Blood is a fluid that serves as a transport medium containing blood cells and is rich in oxygen, nutrients and chemicals. Blood is carried round the body within the blood vessels which could be either arteries or veins. For this to happen blood has to be maintained in a fluid state, striking a balance of not being ‘too thin’ as to cause bleeding or not being ‘solid’ thereby causing a blood clot. A blood clot is a gel-like clump of blood in the blood vessel. Having a blood clot is a serious medical condition that requires prompt intervention.

1. WHY DO BLOOD CLOTS HAPPEN?
Forming a blood clot is the body’s normal response to stop bleeding following an injury, however sometimes blood clots can occur abnormally (called a thrombus). A clot forms when there is an imbalance between the rate of blood flow, the blood vessels and the proteins required for coagulation. When a blood clot is present within the blood vessel there is obstruction in blood flow and may affect blood supply to affected organs. Blood clots could form in the veins or arteries. Venous blood clots usually occur in the large deep veins of the leg.

Occasionally, the blood clot can detach from the vein and be carried in the blood stream to the lungs, where it forms a wedge in the blood vessel and blocks blood supply to the lungs. Arterial clots are somewhat different from venous clots. They are usually as a result of deposits of atherosclerotic plaques within the arteries which rupture, causing the blood vessel to form a blood clot at that site. It may occur in blood vessels supplying vital organs such as the heart or brain.

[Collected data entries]

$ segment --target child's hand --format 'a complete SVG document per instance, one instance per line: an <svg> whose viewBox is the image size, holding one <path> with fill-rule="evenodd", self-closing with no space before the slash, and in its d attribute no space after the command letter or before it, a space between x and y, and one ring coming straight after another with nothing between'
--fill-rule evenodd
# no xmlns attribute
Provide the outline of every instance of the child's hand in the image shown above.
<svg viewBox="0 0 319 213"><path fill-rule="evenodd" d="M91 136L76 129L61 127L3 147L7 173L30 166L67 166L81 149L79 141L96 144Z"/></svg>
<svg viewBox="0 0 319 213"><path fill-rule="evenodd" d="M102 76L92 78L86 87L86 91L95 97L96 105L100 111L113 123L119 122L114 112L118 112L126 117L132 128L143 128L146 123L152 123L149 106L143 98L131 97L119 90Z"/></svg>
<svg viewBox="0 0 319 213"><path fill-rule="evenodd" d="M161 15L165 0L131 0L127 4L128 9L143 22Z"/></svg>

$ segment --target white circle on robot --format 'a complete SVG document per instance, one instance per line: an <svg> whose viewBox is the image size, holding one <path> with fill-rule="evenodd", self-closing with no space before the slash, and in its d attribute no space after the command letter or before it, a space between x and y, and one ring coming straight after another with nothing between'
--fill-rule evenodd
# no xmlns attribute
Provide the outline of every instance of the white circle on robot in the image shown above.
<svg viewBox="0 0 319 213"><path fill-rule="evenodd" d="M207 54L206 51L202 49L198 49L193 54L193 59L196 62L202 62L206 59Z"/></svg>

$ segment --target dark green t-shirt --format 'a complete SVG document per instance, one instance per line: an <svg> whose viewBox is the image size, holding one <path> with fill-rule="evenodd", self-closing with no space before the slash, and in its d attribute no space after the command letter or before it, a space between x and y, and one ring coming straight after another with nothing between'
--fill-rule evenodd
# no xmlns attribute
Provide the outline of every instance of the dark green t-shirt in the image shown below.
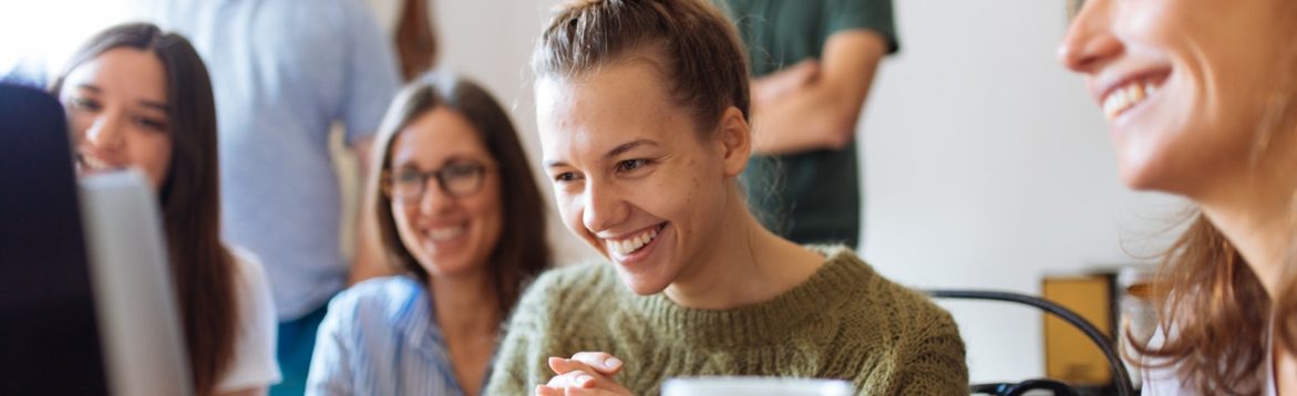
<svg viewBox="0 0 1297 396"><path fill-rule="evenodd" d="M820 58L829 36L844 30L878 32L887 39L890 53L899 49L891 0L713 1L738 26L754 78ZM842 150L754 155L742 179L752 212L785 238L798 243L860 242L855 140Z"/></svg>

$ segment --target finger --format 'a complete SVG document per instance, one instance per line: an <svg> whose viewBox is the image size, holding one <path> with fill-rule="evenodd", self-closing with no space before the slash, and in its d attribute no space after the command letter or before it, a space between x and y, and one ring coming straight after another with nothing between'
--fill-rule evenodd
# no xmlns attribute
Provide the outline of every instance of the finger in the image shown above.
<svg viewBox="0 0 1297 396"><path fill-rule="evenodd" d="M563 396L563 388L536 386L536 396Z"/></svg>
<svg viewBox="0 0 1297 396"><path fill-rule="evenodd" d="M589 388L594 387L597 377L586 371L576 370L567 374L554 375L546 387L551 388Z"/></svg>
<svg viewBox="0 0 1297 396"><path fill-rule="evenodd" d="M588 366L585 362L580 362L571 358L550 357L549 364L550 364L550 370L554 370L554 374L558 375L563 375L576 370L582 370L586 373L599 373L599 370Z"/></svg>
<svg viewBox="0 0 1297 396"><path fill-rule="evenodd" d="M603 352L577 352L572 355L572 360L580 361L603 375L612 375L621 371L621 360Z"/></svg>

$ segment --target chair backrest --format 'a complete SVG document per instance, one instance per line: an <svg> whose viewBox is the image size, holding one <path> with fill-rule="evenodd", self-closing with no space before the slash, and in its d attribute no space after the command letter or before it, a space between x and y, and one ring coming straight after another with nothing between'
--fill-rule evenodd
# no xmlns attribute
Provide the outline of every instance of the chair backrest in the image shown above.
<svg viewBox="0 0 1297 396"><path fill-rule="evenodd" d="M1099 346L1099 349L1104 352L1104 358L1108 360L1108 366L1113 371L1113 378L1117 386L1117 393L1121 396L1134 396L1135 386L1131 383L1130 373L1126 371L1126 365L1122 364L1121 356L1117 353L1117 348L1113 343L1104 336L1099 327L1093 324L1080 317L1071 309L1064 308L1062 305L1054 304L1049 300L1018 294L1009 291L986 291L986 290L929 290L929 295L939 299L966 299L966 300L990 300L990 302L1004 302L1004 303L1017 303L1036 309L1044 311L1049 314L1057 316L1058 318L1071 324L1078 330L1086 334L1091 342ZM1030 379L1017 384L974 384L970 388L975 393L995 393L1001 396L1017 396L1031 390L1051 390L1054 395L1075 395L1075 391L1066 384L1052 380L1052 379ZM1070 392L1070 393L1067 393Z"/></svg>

* * *

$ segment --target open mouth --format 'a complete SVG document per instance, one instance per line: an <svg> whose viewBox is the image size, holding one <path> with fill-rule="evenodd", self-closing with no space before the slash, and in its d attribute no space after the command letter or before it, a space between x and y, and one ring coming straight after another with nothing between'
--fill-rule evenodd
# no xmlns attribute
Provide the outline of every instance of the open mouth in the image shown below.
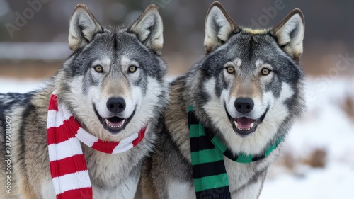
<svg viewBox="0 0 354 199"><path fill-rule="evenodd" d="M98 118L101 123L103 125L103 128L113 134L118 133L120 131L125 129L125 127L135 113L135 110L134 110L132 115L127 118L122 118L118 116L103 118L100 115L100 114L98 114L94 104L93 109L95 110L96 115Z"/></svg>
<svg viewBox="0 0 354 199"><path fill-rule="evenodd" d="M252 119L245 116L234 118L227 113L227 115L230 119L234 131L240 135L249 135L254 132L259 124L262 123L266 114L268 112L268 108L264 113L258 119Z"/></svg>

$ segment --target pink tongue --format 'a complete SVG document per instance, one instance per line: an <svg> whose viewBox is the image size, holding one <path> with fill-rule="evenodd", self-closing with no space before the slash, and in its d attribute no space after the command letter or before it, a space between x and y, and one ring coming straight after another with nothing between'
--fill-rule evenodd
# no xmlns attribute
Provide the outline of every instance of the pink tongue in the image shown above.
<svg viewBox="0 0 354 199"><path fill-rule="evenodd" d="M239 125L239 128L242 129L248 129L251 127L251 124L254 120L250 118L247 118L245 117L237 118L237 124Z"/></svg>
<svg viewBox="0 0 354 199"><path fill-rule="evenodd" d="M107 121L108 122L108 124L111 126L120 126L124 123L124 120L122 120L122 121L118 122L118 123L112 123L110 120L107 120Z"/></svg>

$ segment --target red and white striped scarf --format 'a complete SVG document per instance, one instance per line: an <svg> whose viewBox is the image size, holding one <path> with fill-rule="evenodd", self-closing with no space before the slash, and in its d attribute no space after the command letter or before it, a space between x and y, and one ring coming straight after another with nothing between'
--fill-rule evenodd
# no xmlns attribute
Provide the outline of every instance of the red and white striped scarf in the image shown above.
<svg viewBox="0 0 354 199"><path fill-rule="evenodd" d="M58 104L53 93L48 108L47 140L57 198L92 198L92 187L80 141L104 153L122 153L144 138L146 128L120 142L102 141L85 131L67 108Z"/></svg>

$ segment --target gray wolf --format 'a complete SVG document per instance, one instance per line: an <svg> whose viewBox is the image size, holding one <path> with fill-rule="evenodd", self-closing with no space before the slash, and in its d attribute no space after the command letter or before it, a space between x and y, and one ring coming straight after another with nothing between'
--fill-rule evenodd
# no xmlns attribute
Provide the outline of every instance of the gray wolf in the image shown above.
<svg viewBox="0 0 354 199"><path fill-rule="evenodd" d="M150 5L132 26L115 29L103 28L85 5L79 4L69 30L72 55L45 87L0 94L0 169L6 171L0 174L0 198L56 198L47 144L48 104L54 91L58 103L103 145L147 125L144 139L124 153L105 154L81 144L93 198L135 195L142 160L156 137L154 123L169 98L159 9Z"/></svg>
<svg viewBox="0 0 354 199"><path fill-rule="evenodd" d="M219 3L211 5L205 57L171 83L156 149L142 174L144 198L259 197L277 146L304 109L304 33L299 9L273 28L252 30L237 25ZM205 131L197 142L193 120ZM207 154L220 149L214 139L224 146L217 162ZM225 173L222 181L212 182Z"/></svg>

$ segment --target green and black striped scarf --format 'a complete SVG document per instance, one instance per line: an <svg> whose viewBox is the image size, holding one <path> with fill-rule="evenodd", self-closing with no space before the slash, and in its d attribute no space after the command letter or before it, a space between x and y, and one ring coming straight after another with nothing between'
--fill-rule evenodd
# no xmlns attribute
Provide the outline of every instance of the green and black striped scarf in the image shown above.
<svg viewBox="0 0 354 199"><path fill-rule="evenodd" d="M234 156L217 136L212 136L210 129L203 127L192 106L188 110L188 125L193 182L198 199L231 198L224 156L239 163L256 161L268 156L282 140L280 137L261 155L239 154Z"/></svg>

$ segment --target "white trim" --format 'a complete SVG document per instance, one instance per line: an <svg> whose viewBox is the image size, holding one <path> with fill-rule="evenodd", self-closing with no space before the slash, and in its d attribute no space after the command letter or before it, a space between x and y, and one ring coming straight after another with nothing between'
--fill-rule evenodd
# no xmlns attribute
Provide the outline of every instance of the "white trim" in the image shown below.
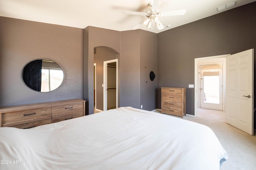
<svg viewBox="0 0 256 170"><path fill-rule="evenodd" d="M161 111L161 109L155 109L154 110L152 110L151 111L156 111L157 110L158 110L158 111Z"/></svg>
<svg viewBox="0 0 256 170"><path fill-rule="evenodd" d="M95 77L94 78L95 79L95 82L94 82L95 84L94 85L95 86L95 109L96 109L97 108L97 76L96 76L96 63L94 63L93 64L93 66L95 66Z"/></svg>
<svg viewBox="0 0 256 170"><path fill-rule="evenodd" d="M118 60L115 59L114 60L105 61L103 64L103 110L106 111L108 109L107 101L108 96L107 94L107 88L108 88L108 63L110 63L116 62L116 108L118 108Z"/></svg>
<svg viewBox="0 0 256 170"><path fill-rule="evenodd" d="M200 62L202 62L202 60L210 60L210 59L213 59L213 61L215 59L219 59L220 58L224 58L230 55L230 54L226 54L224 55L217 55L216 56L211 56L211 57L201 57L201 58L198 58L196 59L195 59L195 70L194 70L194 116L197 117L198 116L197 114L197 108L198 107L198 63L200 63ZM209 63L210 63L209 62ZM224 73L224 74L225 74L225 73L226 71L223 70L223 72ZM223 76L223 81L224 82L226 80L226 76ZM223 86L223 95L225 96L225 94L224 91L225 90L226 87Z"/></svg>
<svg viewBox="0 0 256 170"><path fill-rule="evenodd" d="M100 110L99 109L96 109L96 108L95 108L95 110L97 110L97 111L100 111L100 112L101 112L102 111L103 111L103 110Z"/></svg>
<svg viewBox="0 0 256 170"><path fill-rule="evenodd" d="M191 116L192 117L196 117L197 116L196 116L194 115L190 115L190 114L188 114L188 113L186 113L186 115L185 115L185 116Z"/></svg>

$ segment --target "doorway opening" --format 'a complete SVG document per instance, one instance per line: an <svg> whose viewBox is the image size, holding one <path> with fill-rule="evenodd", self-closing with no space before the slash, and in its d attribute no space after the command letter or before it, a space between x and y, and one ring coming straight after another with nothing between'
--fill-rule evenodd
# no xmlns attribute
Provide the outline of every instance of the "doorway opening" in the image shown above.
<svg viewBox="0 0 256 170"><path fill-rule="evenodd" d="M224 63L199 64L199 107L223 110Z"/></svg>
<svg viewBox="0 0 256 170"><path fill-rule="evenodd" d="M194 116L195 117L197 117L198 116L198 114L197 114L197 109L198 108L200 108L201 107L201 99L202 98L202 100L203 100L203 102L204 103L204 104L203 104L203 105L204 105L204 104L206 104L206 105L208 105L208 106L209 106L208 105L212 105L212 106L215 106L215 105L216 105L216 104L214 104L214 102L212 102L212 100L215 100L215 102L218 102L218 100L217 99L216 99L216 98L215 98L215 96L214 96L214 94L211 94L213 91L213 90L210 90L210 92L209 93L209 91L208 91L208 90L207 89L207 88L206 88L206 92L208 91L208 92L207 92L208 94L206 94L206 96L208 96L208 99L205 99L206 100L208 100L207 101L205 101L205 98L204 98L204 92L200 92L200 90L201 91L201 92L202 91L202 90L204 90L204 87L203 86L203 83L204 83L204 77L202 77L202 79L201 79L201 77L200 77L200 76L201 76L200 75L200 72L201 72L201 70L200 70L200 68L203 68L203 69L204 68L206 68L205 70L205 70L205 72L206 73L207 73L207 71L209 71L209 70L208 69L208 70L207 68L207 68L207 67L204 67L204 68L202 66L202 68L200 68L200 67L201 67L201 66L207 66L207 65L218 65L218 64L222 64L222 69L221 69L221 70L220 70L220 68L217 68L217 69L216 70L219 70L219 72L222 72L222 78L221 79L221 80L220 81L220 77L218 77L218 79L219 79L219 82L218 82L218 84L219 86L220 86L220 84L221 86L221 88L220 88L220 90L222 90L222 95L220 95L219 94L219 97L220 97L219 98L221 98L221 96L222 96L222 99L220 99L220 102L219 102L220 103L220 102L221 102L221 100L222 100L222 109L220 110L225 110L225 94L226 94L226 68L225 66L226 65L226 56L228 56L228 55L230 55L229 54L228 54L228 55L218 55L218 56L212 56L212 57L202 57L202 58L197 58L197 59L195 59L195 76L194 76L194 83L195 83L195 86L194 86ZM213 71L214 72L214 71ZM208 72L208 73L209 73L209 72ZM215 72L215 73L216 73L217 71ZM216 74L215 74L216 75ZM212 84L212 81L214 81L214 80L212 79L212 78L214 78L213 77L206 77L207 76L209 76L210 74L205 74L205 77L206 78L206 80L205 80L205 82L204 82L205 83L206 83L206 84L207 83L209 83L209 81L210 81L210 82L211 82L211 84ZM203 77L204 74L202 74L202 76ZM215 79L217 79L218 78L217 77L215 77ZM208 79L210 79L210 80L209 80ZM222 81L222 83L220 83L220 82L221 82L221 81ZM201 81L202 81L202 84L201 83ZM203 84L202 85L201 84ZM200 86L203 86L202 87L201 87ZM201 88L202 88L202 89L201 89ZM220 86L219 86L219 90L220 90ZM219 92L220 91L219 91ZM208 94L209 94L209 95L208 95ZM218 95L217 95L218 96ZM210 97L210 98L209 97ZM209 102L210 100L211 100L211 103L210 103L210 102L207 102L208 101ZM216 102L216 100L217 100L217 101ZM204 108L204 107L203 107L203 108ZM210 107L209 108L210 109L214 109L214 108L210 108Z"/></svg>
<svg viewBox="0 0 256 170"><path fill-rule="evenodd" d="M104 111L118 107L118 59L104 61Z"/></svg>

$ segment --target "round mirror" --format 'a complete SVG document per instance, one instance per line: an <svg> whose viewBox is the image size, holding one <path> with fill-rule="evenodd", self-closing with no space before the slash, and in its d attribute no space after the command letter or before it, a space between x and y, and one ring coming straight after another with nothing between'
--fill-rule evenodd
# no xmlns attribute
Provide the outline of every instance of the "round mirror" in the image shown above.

• _Prompt 1_
Please reproduce the part of the blood clot text that opens with the words "Blood is a fluid" and closes with "requires prompt intervention.".
• _Prompt 2_
Summarize the blood clot text in three sentences.

• _Exercise output 1_
Blood is a fluid that serves as a transport medium containing blood cells and is rich in oxygen, nutrients and chemicals. Blood is carried round the body within the blood vessels which could be either arteries or veins. For this to happen blood has to be maintained in a fluid state, striking a balance of not being ‘too thin’ as to cause bleeding or not being ‘solid’ thereby causing a blood clot. A blood clot is a gel-like clump of blood in the blood vessel. Having a blood clot is a serious medical condition that requires prompt intervention.

• _Exercise output 2_
Blood is a fluid carried through arteries and veins that must be kept neither too thin nor solid, and a blood clot is a gel-like clump in a blood vessel that is a serious condition needing prompt intervention. A clot forms when there is an imbalance between blood flow, the blood vessels and the proteins required for coagulation, and it can obstruct blood supply to organs. Venous clots usually occur in the large deep veins of the leg and can travel to the lungs, while arterial clots usually result from ruptured atherosclerotic plaques and may affect vessels supplying the heart or brain.